*Auszug zum Lesen*.
Als besonderes Problem für die Stabilität des Landes sieht der Bericht die Konflikte der verschiedenen islamischen Gruppen. Ein sunnitischer Extremist wird mit den Worten vom „doppelten Dschihad“ zitiert: „Aber der innere Feind, der sich als Muslim ausgibt, so wie es Schiiten und andere tun, ist gefährlicher (als der äußere). Den inneren Feind zu stoppen ist unsere Priorität.“ Allein in der Provinzhauptstadt Karachi sind im vergangenen Jahr mindestens 75 Menschen im Konflikt zwischen Schiiten und Sunniten getötet worden. In der sunnitischen Mehrheit im Land herrscht heftiger Verteilungskampf um Einfluss und Gelder im Staat, während Schiiten zum Teil massiv unterdrückt werden. Gebiete an der Grenze zu Afghanistan sind zu Auffangbecken einheimischer und internationaler Extremisten geworden, in denen Waffen- und Drogenhandel florieren.

*Aufgabe*. Schreib den Text oben über die Konflikte zwischen islamischen Gruppen weiter, beginnend nach seinem letzten Satz.

*Datenauszug*.
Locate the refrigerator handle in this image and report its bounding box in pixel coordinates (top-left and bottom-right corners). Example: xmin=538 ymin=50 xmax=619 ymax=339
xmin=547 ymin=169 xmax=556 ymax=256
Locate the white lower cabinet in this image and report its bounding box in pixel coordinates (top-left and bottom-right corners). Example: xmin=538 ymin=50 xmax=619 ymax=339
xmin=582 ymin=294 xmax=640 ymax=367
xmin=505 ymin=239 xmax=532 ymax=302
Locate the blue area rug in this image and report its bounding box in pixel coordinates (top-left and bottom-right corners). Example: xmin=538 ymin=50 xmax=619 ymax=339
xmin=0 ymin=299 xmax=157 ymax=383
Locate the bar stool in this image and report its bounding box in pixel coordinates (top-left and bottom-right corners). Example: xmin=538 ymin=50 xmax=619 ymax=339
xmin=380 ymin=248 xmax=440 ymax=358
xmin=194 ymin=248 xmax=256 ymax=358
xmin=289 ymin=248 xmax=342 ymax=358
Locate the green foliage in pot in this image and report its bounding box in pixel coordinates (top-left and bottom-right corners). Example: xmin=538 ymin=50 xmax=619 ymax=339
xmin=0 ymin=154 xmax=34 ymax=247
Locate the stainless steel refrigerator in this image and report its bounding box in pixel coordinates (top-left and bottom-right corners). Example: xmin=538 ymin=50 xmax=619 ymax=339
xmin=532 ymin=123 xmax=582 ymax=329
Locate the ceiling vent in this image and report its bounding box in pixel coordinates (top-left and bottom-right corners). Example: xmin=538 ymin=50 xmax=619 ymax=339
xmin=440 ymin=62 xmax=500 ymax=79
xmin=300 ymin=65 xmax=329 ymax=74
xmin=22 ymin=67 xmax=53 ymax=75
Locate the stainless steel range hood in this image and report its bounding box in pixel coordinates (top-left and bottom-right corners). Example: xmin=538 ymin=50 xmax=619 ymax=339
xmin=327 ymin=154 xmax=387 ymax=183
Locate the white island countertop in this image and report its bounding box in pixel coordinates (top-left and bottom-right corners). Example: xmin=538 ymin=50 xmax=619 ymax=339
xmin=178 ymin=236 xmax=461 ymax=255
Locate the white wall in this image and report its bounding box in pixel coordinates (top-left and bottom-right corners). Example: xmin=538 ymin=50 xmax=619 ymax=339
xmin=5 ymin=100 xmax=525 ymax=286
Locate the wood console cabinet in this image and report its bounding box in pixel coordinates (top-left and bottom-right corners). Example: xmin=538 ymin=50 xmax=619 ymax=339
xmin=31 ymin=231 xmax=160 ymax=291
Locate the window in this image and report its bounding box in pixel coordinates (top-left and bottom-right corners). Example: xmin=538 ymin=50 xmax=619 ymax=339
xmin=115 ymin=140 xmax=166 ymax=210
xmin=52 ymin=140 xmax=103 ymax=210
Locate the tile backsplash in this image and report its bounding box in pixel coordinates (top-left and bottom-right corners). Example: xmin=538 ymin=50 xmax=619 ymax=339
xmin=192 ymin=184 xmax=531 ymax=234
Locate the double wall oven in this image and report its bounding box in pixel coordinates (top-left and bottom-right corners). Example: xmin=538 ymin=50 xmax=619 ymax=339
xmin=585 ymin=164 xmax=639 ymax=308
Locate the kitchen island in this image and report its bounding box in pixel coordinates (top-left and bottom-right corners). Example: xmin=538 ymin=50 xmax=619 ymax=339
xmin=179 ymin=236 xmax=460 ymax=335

*Schriftliche Antwort*.
Pakistan habe nicht die „Wahl zwischen Militär oder Mullahs“, bilanziert der Bericht, sondern zwischen „Demokratie oder einer Militär-Mullah-Allianz, die verantwortlich ist für den sich behauptenden religiösen Extremismus“. Wegen der wichtigen Rolle, die das Land beim internationalen Antiterrorkampf spielt, müsse der einheimische Extremismus bekämpft werden. Islamabad empfiehlt die ICG unter anderem, das Rechtssystem so zu reformieren, dass Extremisten nicht mehr gestärkt werden, private Scharia-Gerichte aufzulösen und keine bestimmten Religionsgruppen mehr zu bevorzugen. Die USA und die EU sollten dagegen ihren Einfluss geltend machen, damit angekündigte Reformen auch umgesetzt werden.